▶ [TASK ITEM]:
Leave the pictures out and return every line below exactly.

▬▬▬▬▬▬

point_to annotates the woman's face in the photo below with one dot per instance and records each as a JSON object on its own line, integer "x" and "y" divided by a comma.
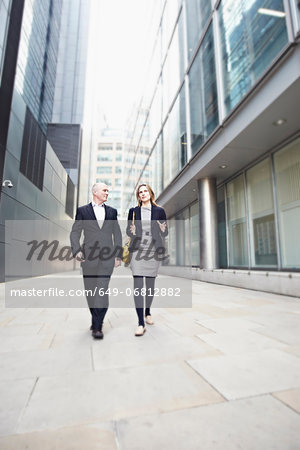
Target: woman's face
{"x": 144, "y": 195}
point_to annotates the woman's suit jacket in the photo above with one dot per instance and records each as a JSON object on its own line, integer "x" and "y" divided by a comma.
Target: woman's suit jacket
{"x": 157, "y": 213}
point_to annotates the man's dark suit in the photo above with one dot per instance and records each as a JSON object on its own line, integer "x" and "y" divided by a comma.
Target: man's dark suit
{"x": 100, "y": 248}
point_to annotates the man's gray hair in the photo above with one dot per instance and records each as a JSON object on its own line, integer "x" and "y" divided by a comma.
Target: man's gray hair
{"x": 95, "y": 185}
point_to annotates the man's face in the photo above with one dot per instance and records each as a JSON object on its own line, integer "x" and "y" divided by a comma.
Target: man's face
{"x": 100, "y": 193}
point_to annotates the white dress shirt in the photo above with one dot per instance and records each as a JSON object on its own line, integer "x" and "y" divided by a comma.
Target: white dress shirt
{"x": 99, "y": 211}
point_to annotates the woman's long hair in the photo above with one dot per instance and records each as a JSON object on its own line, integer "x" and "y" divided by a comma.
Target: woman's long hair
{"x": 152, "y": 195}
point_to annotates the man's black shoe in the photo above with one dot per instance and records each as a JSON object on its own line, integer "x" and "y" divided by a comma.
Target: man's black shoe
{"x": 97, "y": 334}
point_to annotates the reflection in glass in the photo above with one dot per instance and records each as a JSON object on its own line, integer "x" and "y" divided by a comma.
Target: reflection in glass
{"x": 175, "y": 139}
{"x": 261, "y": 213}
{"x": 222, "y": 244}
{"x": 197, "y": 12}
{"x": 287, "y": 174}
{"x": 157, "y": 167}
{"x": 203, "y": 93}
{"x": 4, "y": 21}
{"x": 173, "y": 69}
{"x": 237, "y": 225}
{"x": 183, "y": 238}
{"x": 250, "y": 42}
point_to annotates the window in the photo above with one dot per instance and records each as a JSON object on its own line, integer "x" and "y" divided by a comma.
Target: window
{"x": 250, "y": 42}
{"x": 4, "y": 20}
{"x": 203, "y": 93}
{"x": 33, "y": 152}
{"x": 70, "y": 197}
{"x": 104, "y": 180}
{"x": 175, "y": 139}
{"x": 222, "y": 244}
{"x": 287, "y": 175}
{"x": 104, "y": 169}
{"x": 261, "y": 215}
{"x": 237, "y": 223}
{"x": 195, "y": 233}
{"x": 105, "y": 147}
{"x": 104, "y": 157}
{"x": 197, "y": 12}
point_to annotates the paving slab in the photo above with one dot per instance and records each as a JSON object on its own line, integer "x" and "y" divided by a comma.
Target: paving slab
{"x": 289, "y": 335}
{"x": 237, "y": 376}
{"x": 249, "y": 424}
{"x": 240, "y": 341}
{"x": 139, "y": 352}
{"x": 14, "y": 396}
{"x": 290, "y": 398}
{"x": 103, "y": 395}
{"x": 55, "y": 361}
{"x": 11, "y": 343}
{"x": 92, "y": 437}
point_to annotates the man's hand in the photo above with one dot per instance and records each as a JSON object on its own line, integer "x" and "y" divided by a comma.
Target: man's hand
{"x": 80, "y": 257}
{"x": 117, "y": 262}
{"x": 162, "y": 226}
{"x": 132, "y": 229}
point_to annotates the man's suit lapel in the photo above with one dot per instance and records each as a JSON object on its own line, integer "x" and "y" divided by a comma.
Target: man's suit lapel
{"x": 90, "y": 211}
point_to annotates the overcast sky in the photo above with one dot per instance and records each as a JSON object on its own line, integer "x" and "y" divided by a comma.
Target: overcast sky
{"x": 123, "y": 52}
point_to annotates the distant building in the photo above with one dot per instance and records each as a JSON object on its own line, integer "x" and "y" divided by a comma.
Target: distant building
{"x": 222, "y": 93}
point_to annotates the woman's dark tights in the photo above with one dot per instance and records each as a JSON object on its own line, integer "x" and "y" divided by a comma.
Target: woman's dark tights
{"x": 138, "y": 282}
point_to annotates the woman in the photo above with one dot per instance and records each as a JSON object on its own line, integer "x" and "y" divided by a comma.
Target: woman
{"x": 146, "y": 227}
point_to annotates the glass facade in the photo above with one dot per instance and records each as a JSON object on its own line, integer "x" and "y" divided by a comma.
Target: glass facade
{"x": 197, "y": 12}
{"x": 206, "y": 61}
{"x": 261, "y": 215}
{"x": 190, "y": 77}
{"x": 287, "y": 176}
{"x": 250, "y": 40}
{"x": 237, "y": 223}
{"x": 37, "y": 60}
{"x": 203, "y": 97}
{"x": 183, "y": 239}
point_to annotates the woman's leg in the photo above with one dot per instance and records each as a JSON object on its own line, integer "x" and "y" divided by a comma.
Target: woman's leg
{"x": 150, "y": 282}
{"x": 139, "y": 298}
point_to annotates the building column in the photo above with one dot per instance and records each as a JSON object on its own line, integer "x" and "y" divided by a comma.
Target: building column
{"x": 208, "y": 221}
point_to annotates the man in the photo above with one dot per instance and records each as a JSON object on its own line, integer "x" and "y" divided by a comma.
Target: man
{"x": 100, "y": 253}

▬▬▬▬▬▬

▶ [SOLUTION FOR THIS PROBLEM]:
point_to annotates the woman's face in the photo below with one dot per instance and records each as a JSON object on its own line, integer "x" and "y" divided by a comma.
Target: woman's face
{"x": 144, "y": 195}
point_to annotates the woman's suit jacket in the photo above with one dot per instance and records each as a JSON object on its own line, integer "x" and "y" divided by a comma.
Target: woman's suit jacket
{"x": 157, "y": 213}
point_to annotates the man's dark suit in the photo above with one dot per instance and records each as a JSON object on its own line, integer "x" and "y" divided by a comma.
Target: man's dark suit
{"x": 100, "y": 248}
point_to annotates the man's gray hair in the photo above with one dot per instance and records each as a JSON object on its own line, integer "x" and "y" divided by a comma.
Target: man's gray hair
{"x": 95, "y": 185}
point_to annotates the man's face in the photo above with one dot per instance and records each as a JSON object on its own line, integer "x" and "y" divided by a comma.
Target: man's face
{"x": 100, "y": 193}
point_to annotates the white dress shirt in the photo above with one dot per instance and records each as a JSON object on its own line, integer "x" and "y" divided by a comma.
Target: white dress shirt
{"x": 99, "y": 211}
point_to annotates the woman's long hair in the photo above with one dot per instance and records each as a JSON object on its own line, integer "x" and "y" divided by a comma.
Target: woman's long hair
{"x": 152, "y": 195}
point_to annotates the man's black shoe in the photo above with one dot per instance and records each as a JSON object on its own line, integer "x" and "y" divided by a comma.
Target: man's black shoe
{"x": 97, "y": 334}
point_to annotates the reflection in glass in the photo above with one dot per instance and records each as a JSON object on its own line, integer "x" and "y" divided by a comma.
Target: reflection in glass
{"x": 175, "y": 139}
{"x": 261, "y": 213}
{"x": 222, "y": 244}
{"x": 197, "y": 12}
{"x": 287, "y": 174}
{"x": 157, "y": 167}
{"x": 203, "y": 93}
{"x": 4, "y": 21}
{"x": 173, "y": 69}
{"x": 237, "y": 225}
{"x": 183, "y": 238}
{"x": 250, "y": 42}
point_to annotates the window in the photo above with one dot per instance and records each as a JSON object on its own line, integer "x" and "y" divided by a comma.
Target: window
{"x": 250, "y": 42}
{"x": 4, "y": 20}
{"x": 203, "y": 93}
{"x": 33, "y": 152}
{"x": 70, "y": 197}
{"x": 104, "y": 180}
{"x": 175, "y": 139}
{"x": 222, "y": 244}
{"x": 287, "y": 175}
{"x": 104, "y": 169}
{"x": 261, "y": 215}
{"x": 237, "y": 223}
{"x": 195, "y": 233}
{"x": 105, "y": 147}
{"x": 104, "y": 157}
{"x": 197, "y": 12}
point_to annotates the paving slab in the photo above with one dot per instance and records each as a JSON object on its own line, integer "x" and "y" divided by a comma.
Target: paving slab
{"x": 289, "y": 335}
{"x": 237, "y": 376}
{"x": 249, "y": 424}
{"x": 240, "y": 341}
{"x": 139, "y": 352}
{"x": 14, "y": 396}
{"x": 290, "y": 398}
{"x": 103, "y": 395}
{"x": 55, "y": 361}
{"x": 11, "y": 343}
{"x": 92, "y": 437}
point_to annotates the man's hand in the photo above with one dot per instance and records each as a JSON object on its own line, integer "x" and "y" divided by a comma.
Target: man's hand
{"x": 80, "y": 257}
{"x": 117, "y": 262}
{"x": 162, "y": 226}
{"x": 132, "y": 229}
point_to annotates the man's suit lapel in the photo above with one dot per instance and records each as a JSON object on its own line, integer "x" and "y" divided by a comma.
Target: man's suit lapel
{"x": 90, "y": 211}
point_to annotates the overcast sky in the photo above with one dot per instance and records each as a JSON object on its own line, integer "x" and "y" divided by a comma.
Target: overcast sky
{"x": 123, "y": 52}
point_to annotates the distant building in the photo above with one dot per instance and records each as a JSON object on its own line, integer "x" and "y" divided by a comma.
Target: distant building
{"x": 222, "y": 93}
point_to annotates the woman's dark tights in the photo above with one dot per instance and records each as a JSON object on its own line, integer "x" and "y" divided by a comma.
Target: woman's dark tights
{"x": 138, "y": 282}
point_to annotates the woman in the photo above with one dot per instance and records each as a JSON object on its own line, integer "x" and "y" divided by a comma.
Target: woman
{"x": 146, "y": 227}
point_to annotates the glass facade in the photo above with one dot per instance and records each as a JSON object on its own line, integer "x" and "y" divided by a comma.
Target: glass facade
{"x": 197, "y": 12}
{"x": 206, "y": 61}
{"x": 261, "y": 215}
{"x": 190, "y": 77}
{"x": 287, "y": 176}
{"x": 250, "y": 40}
{"x": 237, "y": 223}
{"x": 37, "y": 60}
{"x": 203, "y": 97}
{"x": 183, "y": 239}
point_to annotates the woman's leg in the photo above with one dot per instance and records each as a JSON object on its own line, integer "x" and "y" divided by a comma.
Target: woman's leg
{"x": 150, "y": 282}
{"x": 139, "y": 298}
point_to annotates the building column in the photo above with one dot per instance and records each as a JSON object on its own line, integer "x" and "y" divided by a comma.
Target: building column
{"x": 208, "y": 221}
point_to annotates the man in the photo above with one dot per instance and records each as a JSON object on its own line, integer "x" and "y" divided by a comma.
Target: man
{"x": 100, "y": 253}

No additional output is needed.